- Information shown:
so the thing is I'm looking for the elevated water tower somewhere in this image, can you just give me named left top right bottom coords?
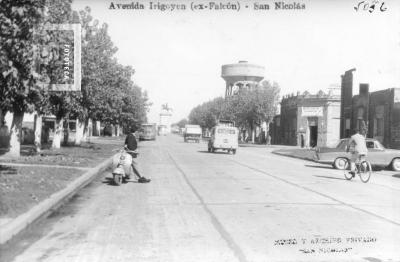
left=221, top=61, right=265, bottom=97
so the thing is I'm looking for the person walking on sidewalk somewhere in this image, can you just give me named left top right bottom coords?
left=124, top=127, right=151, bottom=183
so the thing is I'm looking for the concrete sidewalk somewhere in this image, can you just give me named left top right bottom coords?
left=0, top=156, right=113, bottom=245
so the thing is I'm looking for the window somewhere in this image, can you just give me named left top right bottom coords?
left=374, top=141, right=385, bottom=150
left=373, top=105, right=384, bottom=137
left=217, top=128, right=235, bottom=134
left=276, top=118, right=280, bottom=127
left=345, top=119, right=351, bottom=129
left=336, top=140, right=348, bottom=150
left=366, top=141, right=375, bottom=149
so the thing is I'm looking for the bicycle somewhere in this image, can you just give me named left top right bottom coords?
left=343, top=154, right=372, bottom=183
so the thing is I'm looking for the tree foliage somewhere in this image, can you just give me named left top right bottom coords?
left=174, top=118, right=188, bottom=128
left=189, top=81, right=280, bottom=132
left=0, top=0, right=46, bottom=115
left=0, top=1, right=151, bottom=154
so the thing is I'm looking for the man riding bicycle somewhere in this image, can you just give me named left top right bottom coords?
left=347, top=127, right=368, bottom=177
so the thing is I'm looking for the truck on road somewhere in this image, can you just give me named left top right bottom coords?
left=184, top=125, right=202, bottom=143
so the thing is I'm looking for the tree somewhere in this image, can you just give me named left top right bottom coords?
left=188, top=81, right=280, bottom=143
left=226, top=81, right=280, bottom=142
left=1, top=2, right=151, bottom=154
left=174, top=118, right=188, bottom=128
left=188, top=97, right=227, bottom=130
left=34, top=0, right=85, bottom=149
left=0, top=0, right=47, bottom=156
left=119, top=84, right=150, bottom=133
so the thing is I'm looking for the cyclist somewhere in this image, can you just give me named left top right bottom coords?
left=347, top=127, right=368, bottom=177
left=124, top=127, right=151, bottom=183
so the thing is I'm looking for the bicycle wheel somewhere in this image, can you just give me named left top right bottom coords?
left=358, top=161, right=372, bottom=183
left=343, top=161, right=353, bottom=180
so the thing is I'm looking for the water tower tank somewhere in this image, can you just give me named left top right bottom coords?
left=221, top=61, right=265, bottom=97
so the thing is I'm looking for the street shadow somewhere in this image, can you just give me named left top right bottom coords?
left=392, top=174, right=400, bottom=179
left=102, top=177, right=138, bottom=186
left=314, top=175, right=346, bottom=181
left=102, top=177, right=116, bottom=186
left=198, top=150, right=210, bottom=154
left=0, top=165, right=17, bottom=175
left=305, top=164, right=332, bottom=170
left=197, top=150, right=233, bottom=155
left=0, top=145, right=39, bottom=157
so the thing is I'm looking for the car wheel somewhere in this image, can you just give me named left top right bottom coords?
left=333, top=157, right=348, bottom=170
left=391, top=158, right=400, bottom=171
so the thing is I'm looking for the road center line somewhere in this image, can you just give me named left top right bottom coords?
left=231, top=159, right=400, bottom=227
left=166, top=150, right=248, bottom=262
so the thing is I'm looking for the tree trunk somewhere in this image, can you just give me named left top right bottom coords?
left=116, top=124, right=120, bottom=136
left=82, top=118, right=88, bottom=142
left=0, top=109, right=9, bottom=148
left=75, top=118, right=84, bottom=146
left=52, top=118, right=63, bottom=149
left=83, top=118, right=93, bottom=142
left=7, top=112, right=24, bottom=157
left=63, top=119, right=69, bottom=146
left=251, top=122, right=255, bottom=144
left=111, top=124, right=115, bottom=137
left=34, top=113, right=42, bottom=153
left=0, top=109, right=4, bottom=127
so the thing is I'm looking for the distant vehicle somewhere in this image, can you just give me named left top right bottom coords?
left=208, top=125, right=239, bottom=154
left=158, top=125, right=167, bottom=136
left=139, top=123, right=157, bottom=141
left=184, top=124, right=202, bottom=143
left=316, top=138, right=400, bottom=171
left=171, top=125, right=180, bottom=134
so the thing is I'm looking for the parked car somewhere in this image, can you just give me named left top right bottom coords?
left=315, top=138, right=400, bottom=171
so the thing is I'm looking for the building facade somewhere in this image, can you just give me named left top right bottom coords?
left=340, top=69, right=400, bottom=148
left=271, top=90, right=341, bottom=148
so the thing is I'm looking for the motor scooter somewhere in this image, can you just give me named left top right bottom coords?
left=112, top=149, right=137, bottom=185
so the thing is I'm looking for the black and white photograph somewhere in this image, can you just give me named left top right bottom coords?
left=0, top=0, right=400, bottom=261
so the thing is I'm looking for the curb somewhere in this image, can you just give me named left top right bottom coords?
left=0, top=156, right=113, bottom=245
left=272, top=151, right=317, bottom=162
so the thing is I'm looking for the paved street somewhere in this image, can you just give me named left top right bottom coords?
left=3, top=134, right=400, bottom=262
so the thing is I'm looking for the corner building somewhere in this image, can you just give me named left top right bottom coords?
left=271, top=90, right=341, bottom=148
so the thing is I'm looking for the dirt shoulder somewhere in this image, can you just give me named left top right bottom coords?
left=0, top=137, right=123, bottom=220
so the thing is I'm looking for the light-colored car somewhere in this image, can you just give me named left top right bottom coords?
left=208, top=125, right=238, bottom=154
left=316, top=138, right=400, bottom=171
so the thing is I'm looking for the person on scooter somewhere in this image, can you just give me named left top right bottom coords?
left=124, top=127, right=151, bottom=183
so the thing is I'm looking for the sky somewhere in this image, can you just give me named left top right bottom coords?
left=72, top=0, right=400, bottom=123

- Exercise description:
Only the records, copied exactly and free of pictures, belong in the answer.

- Reply:
so the thing is I'm looking for the elevated water tower somewhere in this image, can you just give me named left top right bottom coords?
left=221, top=61, right=265, bottom=97
so the thing is I'm looking for the person walking on sidewalk somewhere in this image, can you just give me named left top right bottom coords?
left=124, top=127, right=151, bottom=183
so the thing is I'm looking for the concrete sidewalk somewhere in this image, can you just give me named left top right bottom coords?
left=0, top=156, right=113, bottom=245
so the thing is I'm looking for the window somewhere in this image, can you just give me named left top right bottom coords?
left=374, top=141, right=385, bottom=150
left=373, top=105, right=384, bottom=137
left=217, top=128, right=235, bottom=134
left=276, top=118, right=280, bottom=127
left=345, top=119, right=351, bottom=129
left=336, top=140, right=348, bottom=150
left=366, top=141, right=375, bottom=149
so the thing is I'm looking for the bicycle somewhere in this image, can you just give me named left top right bottom coords?
left=343, top=154, right=372, bottom=183
so the thing is I'm looking for the tree foliage somewhere in this image, can you just give me named left top right bottom coords?
left=174, top=118, right=188, bottom=128
left=189, top=81, right=280, bottom=132
left=0, top=0, right=46, bottom=115
left=0, top=1, right=151, bottom=154
so the thing is I'm looking for the man riding bicycle somewhere in this image, can you just give me named left top right bottom coords?
left=347, top=127, right=368, bottom=177
so the thing is I'm looking for the truck on road somewhere in this image, can you just give me named left top right bottom coords?
left=184, top=125, right=202, bottom=143
so the thing is I'm looking for the tree somewhere in this image, can you just give me named left top right bottom coords?
left=188, top=81, right=280, bottom=143
left=226, top=81, right=280, bottom=142
left=1, top=2, right=151, bottom=154
left=174, top=118, right=188, bottom=128
left=188, top=97, right=227, bottom=130
left=34, top=0, right=85, bottom=149
left=0, top=0, right=47, bottom=156
left=119, top=84, right=150, bottom=133
so the thing is I'm looking for the cyclist somewhere in this image, can you just give me named left top right bottom coords?
left=347, top=127, right=368, bottom=177
left=124, top=127, right=151, bottom=183
so the thing is I'm looking for the bicycle wheel somewhere in this image, can you just give me named left top right bottom coords?
left=358, top=161, right=372, bottom=183
left=343, top=161, right=353, bottom=180
so the thing is I'm looking for the water tower tank somewhere in this image, can you just give me named left top right bottom coords?
left=221, top=61, right=265, bottom=97
so the thing is I'm looking for the street shadow somewhere in this image, can you just give me named left top right bottom coords?
left=392, top=174, right=400, bottom=179
left=102, top=177, right=138, bottom=186
left=314, top=175, right=346, bottom=181
left=102, top=177, right=116, bottom=186
left=198, top=150, right=210, bottom=154
left=0, top=165, right=17, bottom=175
left=305, top=164, right=332, bottom=170
left=197, top=150, right=233, bottom=155
left=0, top=145, right=39, bottom=157
so the thing is I'm looking for the car wheel somewhere in this image, can you just give me named left top right bottom coords?
left=333, top=157, right=348, bottom=170
left=391, top=158, right=400, bottom=171
so the thing is I'm looking for the road center line somewhere in this image, can you just give me named left top right bottom coords?
left=231, top=159, right=400, bottom=227
left=166, top=150, right=248, bottom=262
so the thing is I'm looking for the tree trunk somewhere in this image, can you just give me named left top right bottom coords?
left=116, top=124, right=120, bottom=136
left=82, top=118, right=88, bottom=142
left=0, top=109, right=9, bottom=148
left=75, top=118, right=84, bottom=146
left=52, top=118, right=63, bottom=149
left=83, top=118, right=93, bottom=142
left=7, top=112, right=24, bottom=157
left=63, top=119, right=69, bottom=146
left=251, top=122, right=255, bottom=144
left=111, top=124, right=115, bottom=137
left=34, top=113, right=42, bottom=153
left=0, top=109, right=4, bottom=127
so the thing is I'm looking for the distant vehicle somewhere in this image, can you just give me named left top right bottom coords?
left=208, top=125, right=239, bottom=154
left=158, top=125, right=167, bottom=136
left=139, top=123, right=157, bottom=141
left=184, top=124, right=202, bottom=143
left=316, top=138, right=400, bottom=171
left=171, top=125, right=180, bottom=134
so the thing is I'm looking for the parked car somewhere in this image, can you just give me named left top right bottom coords?
left=315, top=138, right=400, bottom=171
so the thing is I'm looking for the building facade somewhere in this image, can you just give me named left top right bottom coords?
left=340, top=69, right=400, bottom=148
left=271, top=90, right=341, bottom=148
so the thing is I'm looking for the motor scooter somewhere in this image, can you just give me named left top right bottom coords?
left=112, top=149, right=137, bottom=185
so the thing is I'm looking for the black and white photograph somewhere in this image, can you just give me named left top right bottom coords?
left=0, top=0, right=400, bottom=261
so the thing is I'm looking for the curb somewhere in this image, can you just give me named left top right bottom coords?
left=0, top=156, right=113, bottom=245
left=272, top=151, right=317, bottom=162
so the thing is I'm looking for the paved street somewhere in this image, can you just give me named left top right bottom coords?
left=3, top=134, right=400, bottom=262
so the thing is I'm looking for the corner building somewhere in this image, can you just give me named left top right bottom coords?
left=271, top=90, right=341, bottom=148
so the thing is I'm looking for the dirt shoulder somewhere in this image, can you just give me named left top right bottom coords?
left=0, top=137, right=123, bottom=220
so the thing is I'm looking for the light-colored car somewhere in this image, can you just give me named left top right bottom coords?
left=208, top=125, right=238, bottom=154
left=316, top=138, right=400, bottom=171
so the thing is I'm looking for the person on scooter somewhere in this image, can you just give me named left top right bottom coords?
left=124, top=127, right=151, bottom=183
so the thing is I'm looking for the sky somewhere in this image, can you just give me named left top right bottom coords?
left=72, top=0, right=400, bottom=123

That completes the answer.